Task requirements:
Return, word for word, only the lines of the data below that lie between the line with "box: [118, 268, 128, 344]" and the line with "box: [131, 92, 435, 320]", those two lines included.

Saved entries:
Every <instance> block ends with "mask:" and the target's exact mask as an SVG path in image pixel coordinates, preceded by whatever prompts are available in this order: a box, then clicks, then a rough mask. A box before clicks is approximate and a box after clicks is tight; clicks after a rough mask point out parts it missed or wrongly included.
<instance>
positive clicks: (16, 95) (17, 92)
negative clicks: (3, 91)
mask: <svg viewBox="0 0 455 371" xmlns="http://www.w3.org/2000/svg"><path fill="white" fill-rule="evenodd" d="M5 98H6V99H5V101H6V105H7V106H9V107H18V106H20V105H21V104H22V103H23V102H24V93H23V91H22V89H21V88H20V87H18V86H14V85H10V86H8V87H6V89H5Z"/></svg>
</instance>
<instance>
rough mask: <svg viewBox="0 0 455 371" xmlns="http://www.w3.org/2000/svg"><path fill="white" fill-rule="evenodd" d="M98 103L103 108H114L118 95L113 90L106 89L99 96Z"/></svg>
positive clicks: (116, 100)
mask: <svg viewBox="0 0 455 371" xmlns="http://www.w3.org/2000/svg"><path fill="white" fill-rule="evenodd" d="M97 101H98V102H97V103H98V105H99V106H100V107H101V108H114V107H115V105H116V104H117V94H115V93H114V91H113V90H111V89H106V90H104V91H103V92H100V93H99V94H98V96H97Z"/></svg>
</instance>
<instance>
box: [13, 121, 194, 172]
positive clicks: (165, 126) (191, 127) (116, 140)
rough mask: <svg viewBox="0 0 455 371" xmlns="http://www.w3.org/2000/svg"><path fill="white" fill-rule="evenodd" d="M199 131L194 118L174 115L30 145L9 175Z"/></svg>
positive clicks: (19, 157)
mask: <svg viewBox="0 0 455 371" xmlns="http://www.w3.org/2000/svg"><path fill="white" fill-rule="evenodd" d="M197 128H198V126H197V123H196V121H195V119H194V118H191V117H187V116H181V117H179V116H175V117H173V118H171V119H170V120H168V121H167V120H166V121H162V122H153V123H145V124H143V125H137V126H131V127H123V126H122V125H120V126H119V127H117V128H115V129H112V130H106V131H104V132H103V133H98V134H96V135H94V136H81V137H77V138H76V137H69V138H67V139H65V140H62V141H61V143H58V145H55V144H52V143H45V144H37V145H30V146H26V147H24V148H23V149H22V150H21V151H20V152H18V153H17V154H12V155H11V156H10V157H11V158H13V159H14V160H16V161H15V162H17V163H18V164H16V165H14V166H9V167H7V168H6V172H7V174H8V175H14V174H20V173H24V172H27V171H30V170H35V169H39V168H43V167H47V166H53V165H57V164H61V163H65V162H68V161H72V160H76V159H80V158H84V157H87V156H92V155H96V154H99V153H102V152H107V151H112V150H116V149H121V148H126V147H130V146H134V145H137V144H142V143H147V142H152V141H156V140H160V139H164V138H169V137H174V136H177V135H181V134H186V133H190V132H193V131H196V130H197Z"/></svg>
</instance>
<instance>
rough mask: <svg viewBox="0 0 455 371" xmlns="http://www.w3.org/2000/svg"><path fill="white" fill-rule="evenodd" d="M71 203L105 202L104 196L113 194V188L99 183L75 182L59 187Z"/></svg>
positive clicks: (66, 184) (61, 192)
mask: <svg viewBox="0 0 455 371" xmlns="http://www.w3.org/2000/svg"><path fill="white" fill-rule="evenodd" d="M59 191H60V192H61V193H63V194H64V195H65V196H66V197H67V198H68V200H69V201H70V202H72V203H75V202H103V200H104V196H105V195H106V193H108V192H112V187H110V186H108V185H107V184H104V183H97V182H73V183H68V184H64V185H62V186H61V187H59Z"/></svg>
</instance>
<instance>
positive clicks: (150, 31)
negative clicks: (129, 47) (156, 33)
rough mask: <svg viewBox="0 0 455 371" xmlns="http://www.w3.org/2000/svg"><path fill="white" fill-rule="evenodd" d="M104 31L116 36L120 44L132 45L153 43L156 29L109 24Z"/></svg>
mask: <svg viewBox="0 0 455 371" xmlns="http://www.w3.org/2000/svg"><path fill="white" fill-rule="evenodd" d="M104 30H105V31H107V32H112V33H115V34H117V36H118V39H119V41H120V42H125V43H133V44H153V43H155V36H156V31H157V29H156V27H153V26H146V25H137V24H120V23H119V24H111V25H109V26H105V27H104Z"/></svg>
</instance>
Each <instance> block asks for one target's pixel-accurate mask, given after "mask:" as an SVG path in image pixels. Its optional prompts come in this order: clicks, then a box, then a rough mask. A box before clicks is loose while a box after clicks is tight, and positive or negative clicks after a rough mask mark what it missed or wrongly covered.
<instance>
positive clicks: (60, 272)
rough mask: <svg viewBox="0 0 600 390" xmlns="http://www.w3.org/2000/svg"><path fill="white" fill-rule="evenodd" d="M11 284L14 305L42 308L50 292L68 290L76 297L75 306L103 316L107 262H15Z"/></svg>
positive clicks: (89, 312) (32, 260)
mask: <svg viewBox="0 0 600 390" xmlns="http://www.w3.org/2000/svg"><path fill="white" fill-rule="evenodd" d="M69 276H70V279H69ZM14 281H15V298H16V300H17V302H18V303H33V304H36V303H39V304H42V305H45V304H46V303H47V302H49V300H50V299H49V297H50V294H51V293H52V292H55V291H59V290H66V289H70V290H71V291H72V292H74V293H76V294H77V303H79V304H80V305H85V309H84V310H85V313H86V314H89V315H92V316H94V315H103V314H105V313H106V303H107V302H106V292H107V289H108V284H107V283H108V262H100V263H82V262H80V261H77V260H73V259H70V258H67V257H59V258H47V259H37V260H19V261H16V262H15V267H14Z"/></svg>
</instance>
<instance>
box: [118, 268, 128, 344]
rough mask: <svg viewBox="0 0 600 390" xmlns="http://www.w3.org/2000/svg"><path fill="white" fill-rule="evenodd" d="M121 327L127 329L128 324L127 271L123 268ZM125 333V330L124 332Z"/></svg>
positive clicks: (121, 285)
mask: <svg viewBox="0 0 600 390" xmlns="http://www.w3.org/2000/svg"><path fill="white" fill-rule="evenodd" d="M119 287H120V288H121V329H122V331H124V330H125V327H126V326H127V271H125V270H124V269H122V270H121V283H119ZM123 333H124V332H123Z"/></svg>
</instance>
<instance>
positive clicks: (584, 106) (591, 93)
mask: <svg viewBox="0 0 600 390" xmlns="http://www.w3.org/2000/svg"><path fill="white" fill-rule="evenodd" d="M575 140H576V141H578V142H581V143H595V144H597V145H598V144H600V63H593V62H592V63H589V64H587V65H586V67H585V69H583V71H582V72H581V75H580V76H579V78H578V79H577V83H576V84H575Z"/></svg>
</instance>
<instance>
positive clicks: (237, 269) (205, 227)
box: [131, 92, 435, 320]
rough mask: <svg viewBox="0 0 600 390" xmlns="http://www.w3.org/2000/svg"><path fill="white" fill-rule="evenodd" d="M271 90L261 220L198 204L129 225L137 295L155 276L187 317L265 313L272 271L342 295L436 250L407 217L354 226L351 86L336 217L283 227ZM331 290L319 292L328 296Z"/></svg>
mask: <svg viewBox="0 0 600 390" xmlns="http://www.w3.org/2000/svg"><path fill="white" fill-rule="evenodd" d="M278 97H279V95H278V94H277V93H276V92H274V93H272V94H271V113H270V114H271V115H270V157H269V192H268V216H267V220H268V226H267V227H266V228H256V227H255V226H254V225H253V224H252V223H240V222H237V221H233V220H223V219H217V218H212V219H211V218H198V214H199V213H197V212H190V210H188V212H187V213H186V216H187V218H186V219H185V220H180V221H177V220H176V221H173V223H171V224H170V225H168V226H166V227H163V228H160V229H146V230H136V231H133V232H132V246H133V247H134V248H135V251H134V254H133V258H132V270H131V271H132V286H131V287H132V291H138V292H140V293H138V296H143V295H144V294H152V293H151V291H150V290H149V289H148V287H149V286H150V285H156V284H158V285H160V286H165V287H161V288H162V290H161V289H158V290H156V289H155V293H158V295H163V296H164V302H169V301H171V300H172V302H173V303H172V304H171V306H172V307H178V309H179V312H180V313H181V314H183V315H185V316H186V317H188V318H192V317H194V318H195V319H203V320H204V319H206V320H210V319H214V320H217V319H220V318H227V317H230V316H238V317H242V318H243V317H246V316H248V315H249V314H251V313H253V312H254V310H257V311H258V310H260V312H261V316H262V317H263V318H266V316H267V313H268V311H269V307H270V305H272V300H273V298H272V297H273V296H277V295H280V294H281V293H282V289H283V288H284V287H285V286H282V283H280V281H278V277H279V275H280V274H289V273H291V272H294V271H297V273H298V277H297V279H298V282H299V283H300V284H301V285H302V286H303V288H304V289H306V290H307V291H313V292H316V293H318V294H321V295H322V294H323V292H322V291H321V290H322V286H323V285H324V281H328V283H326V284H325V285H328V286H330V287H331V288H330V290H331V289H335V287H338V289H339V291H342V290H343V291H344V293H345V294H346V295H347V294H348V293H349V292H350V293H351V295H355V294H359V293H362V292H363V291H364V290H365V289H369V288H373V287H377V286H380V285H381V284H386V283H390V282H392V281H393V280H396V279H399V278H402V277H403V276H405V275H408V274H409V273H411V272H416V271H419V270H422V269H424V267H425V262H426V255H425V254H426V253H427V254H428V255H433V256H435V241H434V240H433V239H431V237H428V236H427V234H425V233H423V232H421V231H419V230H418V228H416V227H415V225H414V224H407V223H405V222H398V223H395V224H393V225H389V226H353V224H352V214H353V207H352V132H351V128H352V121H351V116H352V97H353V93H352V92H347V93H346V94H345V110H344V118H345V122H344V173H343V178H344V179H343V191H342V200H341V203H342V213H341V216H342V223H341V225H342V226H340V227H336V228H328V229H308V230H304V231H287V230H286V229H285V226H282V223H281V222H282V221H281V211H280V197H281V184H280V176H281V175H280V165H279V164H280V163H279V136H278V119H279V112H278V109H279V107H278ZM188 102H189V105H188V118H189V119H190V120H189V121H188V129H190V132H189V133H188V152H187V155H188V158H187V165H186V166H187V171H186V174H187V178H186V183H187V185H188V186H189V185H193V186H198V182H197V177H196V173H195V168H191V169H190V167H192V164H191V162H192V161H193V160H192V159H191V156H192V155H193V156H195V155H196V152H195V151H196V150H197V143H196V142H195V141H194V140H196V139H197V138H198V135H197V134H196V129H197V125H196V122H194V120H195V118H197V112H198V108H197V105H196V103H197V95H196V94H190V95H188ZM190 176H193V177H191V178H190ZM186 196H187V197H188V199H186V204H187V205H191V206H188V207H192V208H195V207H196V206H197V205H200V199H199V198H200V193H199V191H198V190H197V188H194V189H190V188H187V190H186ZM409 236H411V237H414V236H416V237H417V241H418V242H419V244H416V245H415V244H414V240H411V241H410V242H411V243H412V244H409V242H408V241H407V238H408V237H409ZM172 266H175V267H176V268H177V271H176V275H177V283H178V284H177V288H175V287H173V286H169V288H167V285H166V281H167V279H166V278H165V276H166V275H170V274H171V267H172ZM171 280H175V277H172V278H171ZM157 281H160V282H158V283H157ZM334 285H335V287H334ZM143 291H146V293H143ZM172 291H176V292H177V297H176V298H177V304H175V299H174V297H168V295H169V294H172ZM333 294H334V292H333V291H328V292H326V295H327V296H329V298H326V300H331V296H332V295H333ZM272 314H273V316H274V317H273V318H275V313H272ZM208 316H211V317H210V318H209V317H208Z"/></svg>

Result:
box: [118, 268, 128, 344]
rough mask: <svg viewBox="0 0 600 390" xmlns="http://www.w3.org/2000/svg"><path fill="white" fill-rule="evenodd" d="M121 327L127 329L128 324L127 271L123 268ZM125 333V330L124 332Z"/></svg>
positive clicks: (121, 285)
mask: <svg viewBox="0 0 600 390" xmlns="http://www.w3.org/2000/svg"><path fill="white" fill-rule="evenodd" d="M119 287H120V288H121V329H122V331H124V330H125V327H126V326H127V271H125V270H124V269H122V270H121V283H119ZM123 333H124V332H123Z"/></svg>
</instance>
<instance>
positive clicks: (584, 106) (591, 93)
mask: <svg viewBox="0 0 600 390" xmlns="http://www.w3.org/2000/svg"><path fill="white" fill-rule="evenodd" d="M575 140H576V141H578V142H581V143H595V144H597V145H598V144H600V63H593V62H592V63H589V64H587V65H586V67H585V69H583V71H582V72H581V75H580V76H579V78H578V79H577V83H576V84H575Z"/></svg>
</instance>
<instance>
positive clicks: (237, 269) (205, 227)
box: [131, 92, 435, 320]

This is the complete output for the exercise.